What you are asked to do>
Return word for word the lines of the data below, starting with the line that contains "Note: we are tagging the airplane" and going on through the line that contains "[(115, 76)]". Include both of those lines and nothing else.

Recorded information>
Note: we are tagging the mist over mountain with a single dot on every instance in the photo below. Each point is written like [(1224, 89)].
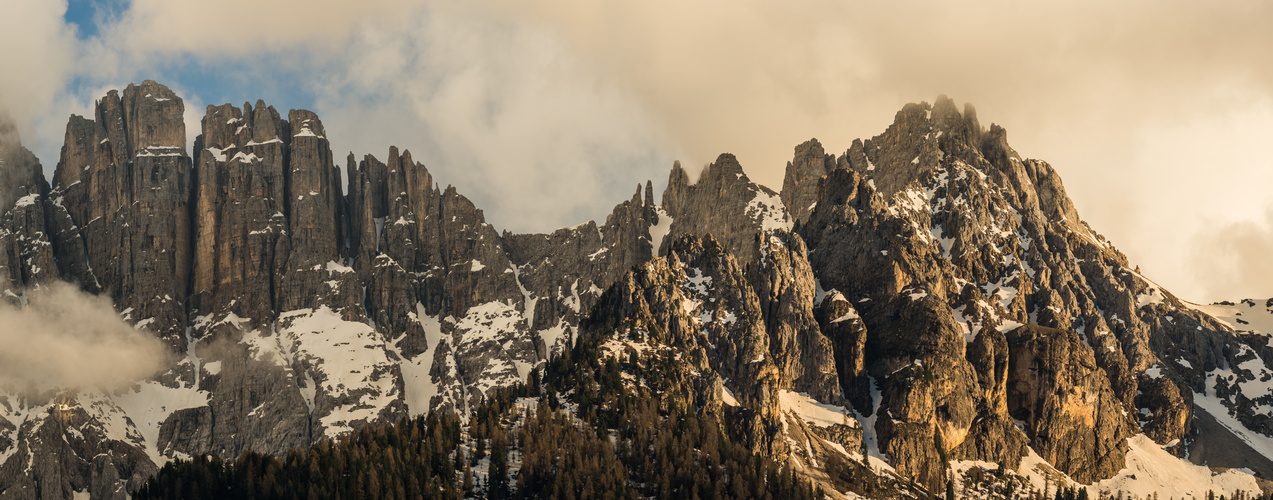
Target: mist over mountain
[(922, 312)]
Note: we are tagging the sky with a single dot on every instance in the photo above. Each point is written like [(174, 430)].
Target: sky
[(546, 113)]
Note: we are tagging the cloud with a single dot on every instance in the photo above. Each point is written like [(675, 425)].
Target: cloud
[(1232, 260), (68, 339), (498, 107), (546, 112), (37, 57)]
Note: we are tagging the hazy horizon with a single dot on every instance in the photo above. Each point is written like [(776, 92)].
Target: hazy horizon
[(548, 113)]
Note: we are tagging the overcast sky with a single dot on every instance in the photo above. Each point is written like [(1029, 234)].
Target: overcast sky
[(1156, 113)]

---

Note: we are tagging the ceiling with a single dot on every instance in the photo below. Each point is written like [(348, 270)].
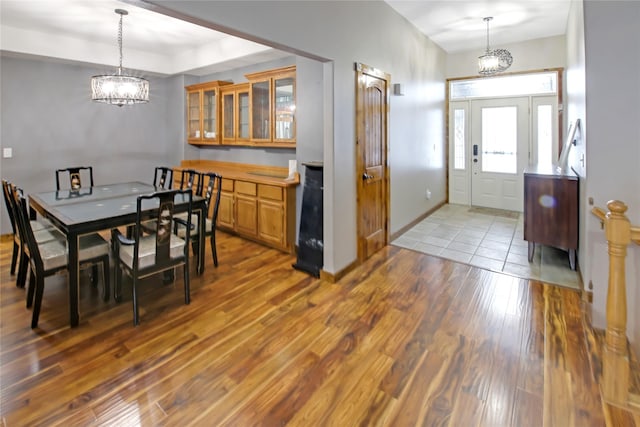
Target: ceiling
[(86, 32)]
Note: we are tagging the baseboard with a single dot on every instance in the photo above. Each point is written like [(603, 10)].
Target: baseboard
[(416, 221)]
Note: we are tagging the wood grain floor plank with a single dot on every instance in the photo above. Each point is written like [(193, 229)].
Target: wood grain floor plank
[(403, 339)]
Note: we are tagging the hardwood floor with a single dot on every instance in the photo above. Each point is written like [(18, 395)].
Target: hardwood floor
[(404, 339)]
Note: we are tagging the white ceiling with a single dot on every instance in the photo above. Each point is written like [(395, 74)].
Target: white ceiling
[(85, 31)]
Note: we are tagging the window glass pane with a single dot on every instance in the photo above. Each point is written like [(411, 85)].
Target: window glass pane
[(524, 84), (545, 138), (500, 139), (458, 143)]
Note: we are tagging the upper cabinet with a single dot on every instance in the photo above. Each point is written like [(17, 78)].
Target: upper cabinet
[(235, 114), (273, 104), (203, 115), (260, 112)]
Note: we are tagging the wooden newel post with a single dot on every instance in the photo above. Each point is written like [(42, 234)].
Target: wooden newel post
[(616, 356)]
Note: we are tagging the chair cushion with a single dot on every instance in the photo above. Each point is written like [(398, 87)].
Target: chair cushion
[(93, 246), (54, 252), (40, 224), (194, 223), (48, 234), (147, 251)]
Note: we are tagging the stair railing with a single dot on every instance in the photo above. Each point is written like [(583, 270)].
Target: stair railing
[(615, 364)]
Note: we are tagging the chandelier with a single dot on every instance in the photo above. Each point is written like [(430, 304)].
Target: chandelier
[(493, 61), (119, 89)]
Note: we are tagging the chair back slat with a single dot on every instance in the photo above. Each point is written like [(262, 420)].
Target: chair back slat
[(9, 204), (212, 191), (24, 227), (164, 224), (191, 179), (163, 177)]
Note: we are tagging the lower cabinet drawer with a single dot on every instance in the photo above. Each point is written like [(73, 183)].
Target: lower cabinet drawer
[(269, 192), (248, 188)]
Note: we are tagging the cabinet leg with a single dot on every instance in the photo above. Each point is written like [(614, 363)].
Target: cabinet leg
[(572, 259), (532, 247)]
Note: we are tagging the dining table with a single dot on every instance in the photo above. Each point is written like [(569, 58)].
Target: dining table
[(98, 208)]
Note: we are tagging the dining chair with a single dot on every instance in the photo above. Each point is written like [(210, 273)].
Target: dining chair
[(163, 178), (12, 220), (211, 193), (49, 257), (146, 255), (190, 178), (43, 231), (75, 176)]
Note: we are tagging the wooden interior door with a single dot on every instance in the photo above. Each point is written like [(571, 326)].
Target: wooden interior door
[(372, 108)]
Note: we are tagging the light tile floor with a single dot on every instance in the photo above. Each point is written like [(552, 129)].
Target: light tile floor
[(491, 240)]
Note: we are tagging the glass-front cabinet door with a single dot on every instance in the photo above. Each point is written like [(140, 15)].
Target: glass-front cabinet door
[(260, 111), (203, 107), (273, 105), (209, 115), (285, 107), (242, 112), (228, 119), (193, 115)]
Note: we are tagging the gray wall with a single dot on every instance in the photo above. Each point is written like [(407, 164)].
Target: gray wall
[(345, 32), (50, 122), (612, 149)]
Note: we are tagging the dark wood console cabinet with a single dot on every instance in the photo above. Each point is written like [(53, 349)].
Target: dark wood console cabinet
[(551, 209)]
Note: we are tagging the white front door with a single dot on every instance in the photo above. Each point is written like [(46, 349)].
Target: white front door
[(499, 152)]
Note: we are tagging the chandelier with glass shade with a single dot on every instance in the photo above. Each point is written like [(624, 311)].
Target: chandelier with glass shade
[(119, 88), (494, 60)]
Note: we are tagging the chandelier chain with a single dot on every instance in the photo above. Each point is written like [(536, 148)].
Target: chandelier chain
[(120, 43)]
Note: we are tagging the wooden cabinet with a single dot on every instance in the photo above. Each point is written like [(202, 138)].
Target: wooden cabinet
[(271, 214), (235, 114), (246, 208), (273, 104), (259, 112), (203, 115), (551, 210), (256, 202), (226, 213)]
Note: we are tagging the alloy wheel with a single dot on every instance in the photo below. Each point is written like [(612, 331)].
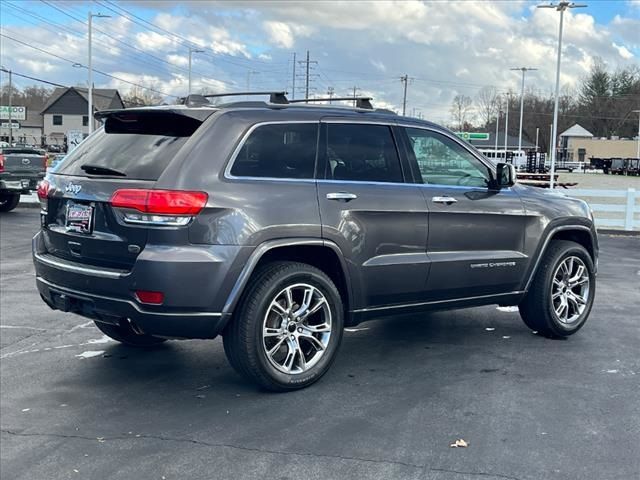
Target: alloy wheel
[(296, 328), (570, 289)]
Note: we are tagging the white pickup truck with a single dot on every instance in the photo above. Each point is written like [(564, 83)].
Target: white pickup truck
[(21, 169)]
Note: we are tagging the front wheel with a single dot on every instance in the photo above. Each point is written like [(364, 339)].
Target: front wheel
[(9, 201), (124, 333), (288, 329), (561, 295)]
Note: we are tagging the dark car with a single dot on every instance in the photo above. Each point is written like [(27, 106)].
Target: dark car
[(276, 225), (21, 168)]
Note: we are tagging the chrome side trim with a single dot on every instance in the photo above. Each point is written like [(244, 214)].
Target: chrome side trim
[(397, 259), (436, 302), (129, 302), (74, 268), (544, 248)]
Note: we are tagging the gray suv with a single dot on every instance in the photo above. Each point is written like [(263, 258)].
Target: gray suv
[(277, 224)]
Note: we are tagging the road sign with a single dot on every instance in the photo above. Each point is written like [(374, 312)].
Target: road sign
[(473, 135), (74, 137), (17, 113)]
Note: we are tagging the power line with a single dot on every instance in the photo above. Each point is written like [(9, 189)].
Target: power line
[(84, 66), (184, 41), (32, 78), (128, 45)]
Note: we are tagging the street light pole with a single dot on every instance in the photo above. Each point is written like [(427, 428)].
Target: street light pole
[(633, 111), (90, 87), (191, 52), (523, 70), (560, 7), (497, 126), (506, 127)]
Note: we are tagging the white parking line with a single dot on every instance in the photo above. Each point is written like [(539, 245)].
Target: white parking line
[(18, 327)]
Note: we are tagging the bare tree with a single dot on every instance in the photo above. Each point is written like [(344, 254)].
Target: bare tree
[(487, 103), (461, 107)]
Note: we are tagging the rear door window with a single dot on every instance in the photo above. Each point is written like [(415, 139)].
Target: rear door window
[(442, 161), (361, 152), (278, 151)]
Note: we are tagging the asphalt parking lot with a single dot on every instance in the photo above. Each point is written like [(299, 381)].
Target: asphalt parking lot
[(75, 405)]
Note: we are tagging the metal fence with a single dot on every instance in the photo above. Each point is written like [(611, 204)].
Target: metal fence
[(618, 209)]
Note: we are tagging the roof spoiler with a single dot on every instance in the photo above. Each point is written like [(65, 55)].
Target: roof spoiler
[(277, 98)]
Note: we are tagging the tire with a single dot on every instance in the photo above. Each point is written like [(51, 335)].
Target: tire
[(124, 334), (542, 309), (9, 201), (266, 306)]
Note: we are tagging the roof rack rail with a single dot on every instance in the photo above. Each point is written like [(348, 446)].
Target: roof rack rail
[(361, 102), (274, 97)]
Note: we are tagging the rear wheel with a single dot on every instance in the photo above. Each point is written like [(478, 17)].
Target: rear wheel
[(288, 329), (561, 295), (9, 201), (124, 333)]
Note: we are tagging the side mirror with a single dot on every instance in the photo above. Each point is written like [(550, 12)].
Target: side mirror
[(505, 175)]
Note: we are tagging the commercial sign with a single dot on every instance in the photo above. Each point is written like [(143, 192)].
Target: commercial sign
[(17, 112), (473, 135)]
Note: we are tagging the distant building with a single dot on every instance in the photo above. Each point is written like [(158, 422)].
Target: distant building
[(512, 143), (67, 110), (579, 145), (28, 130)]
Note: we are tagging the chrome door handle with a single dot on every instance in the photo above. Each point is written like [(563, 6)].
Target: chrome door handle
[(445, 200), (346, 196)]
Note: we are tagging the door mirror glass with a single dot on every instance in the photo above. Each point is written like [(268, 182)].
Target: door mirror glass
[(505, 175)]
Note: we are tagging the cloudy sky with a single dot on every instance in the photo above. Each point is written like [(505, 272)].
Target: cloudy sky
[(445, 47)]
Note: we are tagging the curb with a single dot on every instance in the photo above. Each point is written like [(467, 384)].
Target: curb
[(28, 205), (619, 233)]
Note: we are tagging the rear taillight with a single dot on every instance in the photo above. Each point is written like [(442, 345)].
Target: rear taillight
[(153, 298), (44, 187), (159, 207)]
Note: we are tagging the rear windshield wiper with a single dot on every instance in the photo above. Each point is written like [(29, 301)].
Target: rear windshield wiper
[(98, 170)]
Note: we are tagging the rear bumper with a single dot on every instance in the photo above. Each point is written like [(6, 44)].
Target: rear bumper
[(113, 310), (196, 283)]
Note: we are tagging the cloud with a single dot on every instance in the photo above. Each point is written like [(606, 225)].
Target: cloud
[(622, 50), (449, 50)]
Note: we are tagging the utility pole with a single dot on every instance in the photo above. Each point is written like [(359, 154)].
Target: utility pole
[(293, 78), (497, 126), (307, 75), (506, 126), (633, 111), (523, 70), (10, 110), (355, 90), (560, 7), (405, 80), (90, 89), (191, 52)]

---

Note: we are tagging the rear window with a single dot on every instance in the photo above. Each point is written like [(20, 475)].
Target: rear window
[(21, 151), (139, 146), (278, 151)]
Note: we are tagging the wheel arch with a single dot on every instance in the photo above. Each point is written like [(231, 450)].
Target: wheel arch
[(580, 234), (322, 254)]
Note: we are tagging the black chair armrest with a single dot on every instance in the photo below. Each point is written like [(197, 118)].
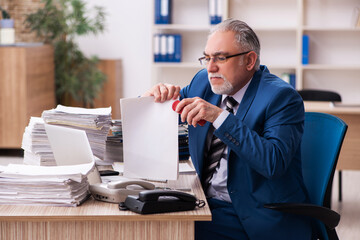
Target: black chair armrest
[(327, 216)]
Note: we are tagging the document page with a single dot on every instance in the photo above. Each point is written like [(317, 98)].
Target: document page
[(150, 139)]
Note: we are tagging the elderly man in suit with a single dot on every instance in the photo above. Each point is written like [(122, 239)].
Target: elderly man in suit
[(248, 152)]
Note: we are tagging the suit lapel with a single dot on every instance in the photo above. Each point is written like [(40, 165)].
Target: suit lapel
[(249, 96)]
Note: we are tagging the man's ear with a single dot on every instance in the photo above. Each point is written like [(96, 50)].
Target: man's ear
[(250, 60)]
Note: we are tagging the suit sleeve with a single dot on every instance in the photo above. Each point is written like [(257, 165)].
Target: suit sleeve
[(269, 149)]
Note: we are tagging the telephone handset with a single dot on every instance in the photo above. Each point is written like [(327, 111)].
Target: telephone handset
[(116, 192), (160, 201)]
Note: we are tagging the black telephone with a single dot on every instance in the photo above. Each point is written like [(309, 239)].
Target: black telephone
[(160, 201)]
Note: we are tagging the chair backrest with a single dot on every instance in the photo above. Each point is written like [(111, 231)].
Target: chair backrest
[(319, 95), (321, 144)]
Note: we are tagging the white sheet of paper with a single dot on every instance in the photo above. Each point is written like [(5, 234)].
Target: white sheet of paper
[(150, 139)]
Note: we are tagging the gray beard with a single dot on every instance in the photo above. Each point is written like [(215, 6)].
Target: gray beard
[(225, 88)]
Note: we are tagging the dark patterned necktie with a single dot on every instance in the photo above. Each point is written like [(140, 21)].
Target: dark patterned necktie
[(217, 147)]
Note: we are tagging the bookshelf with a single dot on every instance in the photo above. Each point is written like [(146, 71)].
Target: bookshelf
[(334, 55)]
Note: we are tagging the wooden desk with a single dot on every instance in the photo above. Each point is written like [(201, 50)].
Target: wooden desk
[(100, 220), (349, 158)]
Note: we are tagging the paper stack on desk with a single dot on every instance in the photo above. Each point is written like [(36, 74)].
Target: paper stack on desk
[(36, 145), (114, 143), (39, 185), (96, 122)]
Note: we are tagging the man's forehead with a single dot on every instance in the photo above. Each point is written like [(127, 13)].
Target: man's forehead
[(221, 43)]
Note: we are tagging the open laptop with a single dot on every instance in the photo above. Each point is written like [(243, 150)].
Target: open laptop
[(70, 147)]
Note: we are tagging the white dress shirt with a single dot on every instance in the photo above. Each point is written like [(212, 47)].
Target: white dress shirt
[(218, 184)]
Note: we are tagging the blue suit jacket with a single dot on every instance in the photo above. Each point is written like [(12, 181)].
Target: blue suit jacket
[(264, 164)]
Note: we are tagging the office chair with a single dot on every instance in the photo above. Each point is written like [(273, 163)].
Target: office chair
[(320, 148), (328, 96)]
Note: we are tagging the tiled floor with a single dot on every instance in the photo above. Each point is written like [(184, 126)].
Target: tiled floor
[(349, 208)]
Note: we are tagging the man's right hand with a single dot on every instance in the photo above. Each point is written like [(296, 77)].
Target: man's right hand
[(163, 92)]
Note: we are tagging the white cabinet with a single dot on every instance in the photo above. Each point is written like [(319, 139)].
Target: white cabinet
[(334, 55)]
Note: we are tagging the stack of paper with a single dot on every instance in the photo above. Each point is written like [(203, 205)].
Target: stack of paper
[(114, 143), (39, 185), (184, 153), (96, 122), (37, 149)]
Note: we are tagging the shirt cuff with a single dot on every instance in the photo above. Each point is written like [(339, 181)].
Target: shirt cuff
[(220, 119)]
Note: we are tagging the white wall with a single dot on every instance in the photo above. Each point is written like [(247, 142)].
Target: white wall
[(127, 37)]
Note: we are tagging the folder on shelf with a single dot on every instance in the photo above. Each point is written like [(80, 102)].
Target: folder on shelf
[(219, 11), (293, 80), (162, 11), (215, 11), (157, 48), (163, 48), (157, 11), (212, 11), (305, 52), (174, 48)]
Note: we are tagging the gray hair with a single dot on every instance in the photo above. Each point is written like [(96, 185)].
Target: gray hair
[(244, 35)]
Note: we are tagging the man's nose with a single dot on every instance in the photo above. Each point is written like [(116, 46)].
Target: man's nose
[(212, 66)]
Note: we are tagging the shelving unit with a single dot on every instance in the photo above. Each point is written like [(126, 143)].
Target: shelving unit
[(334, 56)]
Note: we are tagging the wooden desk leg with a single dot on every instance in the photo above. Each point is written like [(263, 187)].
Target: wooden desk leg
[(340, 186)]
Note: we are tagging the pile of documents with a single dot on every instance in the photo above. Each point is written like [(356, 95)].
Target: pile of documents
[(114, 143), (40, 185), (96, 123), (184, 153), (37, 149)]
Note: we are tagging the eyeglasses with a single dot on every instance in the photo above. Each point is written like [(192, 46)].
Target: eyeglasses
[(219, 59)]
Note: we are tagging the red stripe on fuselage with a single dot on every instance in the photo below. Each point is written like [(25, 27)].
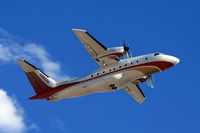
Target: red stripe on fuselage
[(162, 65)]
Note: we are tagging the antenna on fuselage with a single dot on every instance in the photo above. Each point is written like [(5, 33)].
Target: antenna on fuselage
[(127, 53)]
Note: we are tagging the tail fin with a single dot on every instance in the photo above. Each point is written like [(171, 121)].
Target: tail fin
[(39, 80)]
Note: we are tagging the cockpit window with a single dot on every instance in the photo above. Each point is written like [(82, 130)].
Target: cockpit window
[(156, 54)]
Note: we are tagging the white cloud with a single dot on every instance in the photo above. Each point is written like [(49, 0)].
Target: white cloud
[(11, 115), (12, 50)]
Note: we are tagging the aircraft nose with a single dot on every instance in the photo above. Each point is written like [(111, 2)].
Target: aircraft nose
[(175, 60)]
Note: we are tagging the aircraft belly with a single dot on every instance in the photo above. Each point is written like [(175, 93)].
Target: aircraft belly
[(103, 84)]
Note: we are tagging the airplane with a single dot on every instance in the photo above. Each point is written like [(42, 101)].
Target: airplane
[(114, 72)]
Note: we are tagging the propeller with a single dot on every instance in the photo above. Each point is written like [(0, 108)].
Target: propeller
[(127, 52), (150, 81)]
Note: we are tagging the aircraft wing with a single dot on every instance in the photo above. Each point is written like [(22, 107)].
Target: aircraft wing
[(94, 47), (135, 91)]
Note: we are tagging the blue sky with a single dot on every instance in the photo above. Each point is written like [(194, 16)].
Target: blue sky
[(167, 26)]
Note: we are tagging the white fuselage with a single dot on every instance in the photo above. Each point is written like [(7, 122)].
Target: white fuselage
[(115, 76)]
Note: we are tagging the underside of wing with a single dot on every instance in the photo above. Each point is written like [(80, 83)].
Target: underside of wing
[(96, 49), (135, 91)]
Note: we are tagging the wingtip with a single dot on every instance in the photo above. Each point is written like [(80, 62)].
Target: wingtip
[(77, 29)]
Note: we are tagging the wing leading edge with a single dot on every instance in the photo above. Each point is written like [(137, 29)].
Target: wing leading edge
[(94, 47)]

Result>
Note: we are tagging the airplane with a single dot on every instance in the photo above. Each point is written like [(42, 101)].
Target: airplane
[(114, 72)]
Note: we are tagging the propeller with a single dot on every instance in the photo above. Each point is written like [(0, 108)].
Target: propeller
[(127, 52), (150, 81)]
Note: we are tagging the aircraft wing with a single dot on every instance in the photo above. Each point is written like [(22, 107)].
Target: aircraft wing
[(94, 47), (135, 91)]
Note: we are tagging the blue sky with a single dot on every instance in the photo above. Each point is written like [(194, 16)].
Target: blue sky
[(167, 26)]
Note: we are tagging the white fuselage with a single dot on every instance in the photo above. Each point is written like [(7, 122)].
Target: white fuselage
[(115, 76)]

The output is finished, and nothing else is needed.